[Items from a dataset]
++++++++

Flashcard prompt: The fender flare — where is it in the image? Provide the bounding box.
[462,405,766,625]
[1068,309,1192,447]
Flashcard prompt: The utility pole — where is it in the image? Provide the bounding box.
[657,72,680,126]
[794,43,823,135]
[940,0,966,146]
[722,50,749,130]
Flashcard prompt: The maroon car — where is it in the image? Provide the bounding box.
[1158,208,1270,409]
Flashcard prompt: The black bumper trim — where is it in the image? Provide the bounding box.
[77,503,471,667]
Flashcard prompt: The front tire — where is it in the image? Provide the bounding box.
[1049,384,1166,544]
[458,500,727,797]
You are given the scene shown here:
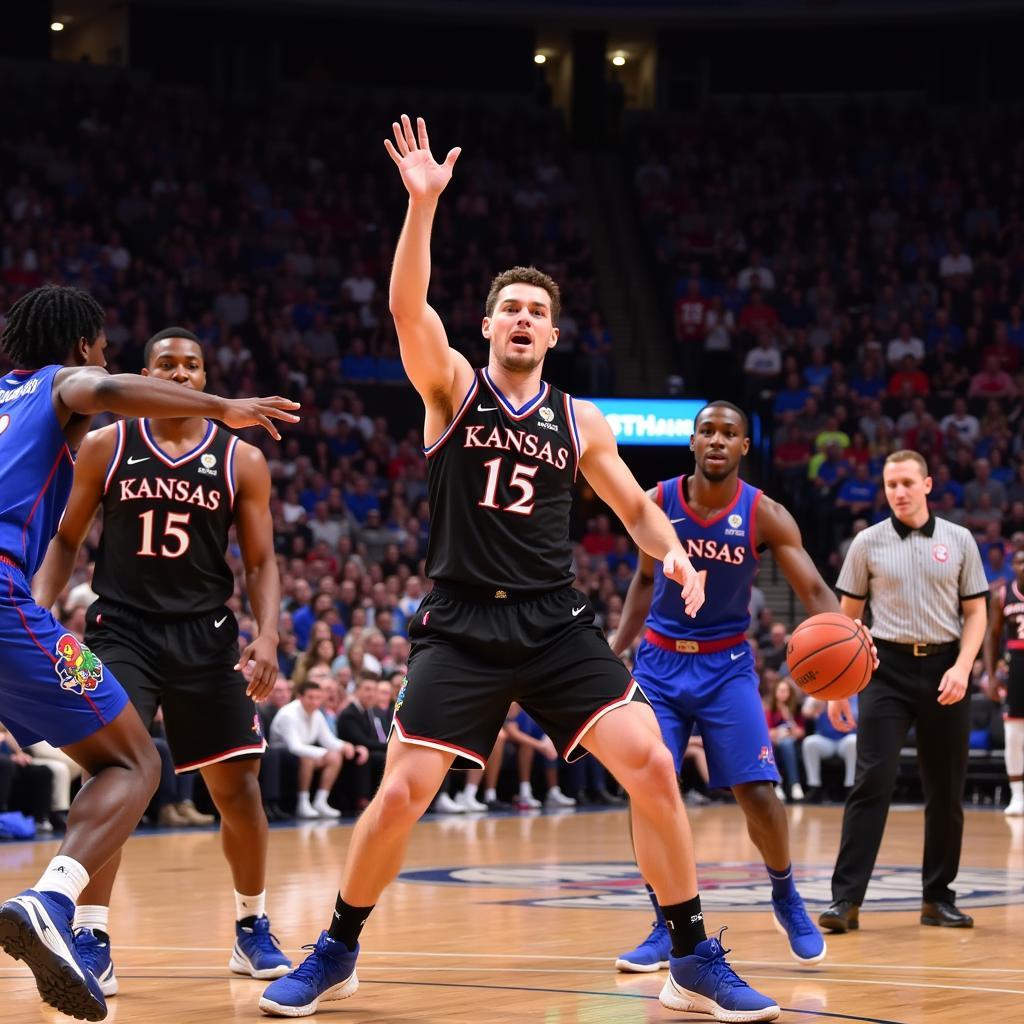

++++++++

Starting at the line with "Flashcard prompt: The maroon" and continuing through the end of the records, write those lines out again with the requests included. Scale every bounding box coordinate in the answers by 1.55, rounding to whole numbers with halves rounded up, and leave out the pictures.

Flashcard prompt: The maroon car — where is it in the image? Provide the bounding box.
[1795,322,1969,634]
Flashcard prompt: The black bumper trim — where is it in the image? Provide the bounding box.
[119,780,730,1034]
Flashcard prompt: The front tire — where is it in the image? Provide the bounding box.
[1626,595,1807,843]
[710,775,1127,1235]
You are given the scene shown here:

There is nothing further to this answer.